A run of records:
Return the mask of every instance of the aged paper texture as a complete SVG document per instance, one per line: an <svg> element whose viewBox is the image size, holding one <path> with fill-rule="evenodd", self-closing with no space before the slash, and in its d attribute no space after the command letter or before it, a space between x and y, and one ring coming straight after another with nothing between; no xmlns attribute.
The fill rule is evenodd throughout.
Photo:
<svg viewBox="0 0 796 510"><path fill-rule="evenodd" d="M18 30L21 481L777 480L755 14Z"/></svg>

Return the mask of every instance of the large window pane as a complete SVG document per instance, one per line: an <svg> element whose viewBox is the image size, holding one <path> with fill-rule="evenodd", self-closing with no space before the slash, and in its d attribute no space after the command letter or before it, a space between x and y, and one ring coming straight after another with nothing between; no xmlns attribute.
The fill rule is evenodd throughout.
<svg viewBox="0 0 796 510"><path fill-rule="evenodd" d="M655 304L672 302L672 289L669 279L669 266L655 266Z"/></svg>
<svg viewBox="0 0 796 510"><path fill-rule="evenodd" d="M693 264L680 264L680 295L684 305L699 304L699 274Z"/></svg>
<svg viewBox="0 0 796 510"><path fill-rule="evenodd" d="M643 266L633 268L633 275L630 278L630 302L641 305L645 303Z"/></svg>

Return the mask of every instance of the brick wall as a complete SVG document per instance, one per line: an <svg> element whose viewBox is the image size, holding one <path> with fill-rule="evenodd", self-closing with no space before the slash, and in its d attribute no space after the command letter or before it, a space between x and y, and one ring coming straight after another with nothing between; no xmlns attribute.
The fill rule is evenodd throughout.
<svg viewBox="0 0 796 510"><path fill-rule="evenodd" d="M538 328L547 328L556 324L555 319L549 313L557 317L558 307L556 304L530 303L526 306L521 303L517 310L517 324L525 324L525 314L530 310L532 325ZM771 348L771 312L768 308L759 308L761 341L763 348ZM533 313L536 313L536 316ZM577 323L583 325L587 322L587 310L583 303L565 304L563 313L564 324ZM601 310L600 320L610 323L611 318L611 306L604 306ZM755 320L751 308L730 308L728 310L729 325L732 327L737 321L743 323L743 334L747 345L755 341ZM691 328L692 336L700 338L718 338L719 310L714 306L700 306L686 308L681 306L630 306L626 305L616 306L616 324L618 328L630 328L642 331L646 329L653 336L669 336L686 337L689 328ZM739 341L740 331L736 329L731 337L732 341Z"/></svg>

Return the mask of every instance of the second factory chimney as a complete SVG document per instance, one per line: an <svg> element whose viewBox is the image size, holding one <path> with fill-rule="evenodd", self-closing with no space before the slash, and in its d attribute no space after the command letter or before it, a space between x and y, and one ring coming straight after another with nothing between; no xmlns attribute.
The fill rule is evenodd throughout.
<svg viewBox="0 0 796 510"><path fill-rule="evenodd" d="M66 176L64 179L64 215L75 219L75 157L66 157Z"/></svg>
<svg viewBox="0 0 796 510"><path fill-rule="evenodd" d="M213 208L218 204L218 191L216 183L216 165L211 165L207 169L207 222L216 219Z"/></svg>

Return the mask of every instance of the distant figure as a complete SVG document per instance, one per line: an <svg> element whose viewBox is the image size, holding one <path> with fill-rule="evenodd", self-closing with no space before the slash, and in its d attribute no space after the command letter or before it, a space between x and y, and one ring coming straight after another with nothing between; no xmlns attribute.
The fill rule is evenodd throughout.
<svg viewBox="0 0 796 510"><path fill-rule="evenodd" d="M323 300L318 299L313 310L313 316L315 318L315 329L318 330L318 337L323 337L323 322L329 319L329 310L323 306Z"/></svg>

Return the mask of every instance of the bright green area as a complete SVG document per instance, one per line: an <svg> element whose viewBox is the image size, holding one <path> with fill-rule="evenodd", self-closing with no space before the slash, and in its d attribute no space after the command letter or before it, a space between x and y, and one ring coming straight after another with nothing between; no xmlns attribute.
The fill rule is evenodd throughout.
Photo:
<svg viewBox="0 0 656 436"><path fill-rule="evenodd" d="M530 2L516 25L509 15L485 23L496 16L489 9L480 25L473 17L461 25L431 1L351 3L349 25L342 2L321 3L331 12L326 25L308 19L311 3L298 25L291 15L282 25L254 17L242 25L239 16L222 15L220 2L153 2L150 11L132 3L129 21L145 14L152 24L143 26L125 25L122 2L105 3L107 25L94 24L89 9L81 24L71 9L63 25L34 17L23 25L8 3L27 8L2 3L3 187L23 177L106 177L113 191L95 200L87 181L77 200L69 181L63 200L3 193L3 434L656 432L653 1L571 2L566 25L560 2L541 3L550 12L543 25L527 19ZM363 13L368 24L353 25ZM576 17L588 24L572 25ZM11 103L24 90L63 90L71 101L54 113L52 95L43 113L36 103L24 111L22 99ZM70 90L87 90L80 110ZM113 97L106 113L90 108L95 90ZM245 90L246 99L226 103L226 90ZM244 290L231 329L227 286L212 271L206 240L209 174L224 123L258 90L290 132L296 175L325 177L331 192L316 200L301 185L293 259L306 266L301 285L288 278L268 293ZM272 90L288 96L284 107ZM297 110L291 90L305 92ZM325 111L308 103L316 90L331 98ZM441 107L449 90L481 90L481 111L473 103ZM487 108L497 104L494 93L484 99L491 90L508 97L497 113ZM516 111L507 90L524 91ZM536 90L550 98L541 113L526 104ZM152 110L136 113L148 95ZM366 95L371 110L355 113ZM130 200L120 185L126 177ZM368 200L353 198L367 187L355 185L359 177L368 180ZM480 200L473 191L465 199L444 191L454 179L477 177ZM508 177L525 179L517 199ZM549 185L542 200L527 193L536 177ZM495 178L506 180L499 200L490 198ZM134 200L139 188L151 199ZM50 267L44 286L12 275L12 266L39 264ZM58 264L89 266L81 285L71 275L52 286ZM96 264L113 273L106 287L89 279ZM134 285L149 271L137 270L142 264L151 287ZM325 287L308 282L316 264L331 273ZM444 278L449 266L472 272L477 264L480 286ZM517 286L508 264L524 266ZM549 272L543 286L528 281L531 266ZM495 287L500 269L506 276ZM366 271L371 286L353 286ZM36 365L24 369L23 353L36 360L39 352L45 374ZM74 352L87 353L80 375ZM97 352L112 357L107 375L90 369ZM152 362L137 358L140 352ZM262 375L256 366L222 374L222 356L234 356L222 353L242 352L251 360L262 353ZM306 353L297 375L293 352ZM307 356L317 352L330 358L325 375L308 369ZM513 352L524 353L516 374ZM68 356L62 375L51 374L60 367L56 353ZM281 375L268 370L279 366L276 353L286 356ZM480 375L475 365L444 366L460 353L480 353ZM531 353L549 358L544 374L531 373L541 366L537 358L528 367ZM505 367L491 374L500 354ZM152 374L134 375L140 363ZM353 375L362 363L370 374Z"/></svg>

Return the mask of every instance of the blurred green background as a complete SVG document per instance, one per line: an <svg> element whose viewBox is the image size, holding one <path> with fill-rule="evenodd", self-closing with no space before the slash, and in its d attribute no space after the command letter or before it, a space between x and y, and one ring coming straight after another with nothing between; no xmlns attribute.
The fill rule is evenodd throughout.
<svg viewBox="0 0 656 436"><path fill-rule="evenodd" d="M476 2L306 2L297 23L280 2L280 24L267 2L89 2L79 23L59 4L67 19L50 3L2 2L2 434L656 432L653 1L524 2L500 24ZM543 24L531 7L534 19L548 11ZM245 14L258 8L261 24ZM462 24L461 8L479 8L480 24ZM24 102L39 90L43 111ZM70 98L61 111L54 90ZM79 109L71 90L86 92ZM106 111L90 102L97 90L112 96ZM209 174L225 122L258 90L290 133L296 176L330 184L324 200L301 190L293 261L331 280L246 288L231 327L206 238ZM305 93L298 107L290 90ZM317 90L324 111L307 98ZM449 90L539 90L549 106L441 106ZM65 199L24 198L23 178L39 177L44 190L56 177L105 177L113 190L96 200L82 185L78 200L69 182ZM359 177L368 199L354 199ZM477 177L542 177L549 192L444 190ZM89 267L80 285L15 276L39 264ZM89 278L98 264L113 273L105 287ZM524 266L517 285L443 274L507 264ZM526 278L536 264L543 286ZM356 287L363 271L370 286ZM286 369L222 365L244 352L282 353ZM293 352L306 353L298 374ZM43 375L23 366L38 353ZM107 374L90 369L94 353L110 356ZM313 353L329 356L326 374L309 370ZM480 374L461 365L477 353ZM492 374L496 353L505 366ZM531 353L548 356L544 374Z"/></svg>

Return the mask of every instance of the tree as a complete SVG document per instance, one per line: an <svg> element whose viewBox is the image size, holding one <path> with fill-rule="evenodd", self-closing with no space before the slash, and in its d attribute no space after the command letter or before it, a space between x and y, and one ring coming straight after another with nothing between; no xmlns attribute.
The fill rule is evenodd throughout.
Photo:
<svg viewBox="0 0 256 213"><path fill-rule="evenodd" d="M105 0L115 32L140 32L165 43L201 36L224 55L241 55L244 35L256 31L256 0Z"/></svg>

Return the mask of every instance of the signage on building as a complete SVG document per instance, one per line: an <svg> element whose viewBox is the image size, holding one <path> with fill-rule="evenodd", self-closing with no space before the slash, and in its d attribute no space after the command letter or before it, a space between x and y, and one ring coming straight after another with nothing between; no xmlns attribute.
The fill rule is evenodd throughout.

▶ [INSTRUCTION]: Rewrite the records from the line containing "Return the mask of every instance of the brick" through the line containing "208L218 204L218 191L216", putting "stone wall" in place of "brick wall" and leaving everything else unchanged.

▶ [TASK RESULT]:
Return the mask of every instance of the stone wall as a complete SVG document per instance, one per line: an <svg> element whose viewBox is the image size, holding one <path> with fill-rule="evenodd", self-closing with no space before the slash, and in its d attribute no space after the command letter or before it, a space between x and y, and one ring coming straight after another with nothing between; no xmlns attribute.
The fill rule is evenodd throughout.
<svg viewBox="0 0 796 510"><path fill-rule="evenodd" d="M538 328L547 328L556 324L555 319L549 313L557 317L558 307L556 304L530 303L526 306L521 303L517 310L517 324L525 324L525 314L530 310L532 325ZM771 348L771 312L768 308L759 308L761 341L763 348ZM533 313L536 313L536 316ZM577 323L583 325L587 322L587 310L583 303L565 304L563 313L564 324ZM601 310L600 320L610 323L611 318L611 306L604 306ZM755 320L751 308L730 308L728 310L729 325L732 327L737 321L743 323L743 334L747 345L755 341ZM691 328L692 336L700 338L718 338L719 310L714 306L700 306L686 308L681 306L630 306L626 305L616 306L616 324L618 328L630 328L642 331L646 329L653 336L669 336L686 337L689 328ZM739 341L740 331L736 329L731 337L732 341Z"/></svg>

Return the mask of every instance of the second factory chimney as a complete SVG document per instance, one per line: an <svg> element whose viewBox is the image size, holding one <path> with fill-rule="evenodd", self-closing with no space before the slash, and in its d attribute no space after the command letter or before it, a space between x and y, and one ring coming straight after another with nothing between; no xmlns attribute.
The fill rule is evenodd throughout.
<svg viewBox="0 0 796 510"><path fill-rule="evenodd" d="M66 176L64 179L64 215L75 219L75 157L66 157Z"/></svg>
<svg viewBox="0 0 796 510"><path fill-rule="evenodd" d="M213 208L218 204L218 191L216 183L216 165L211 165L207 169L207 222L216 219Z"/></svg>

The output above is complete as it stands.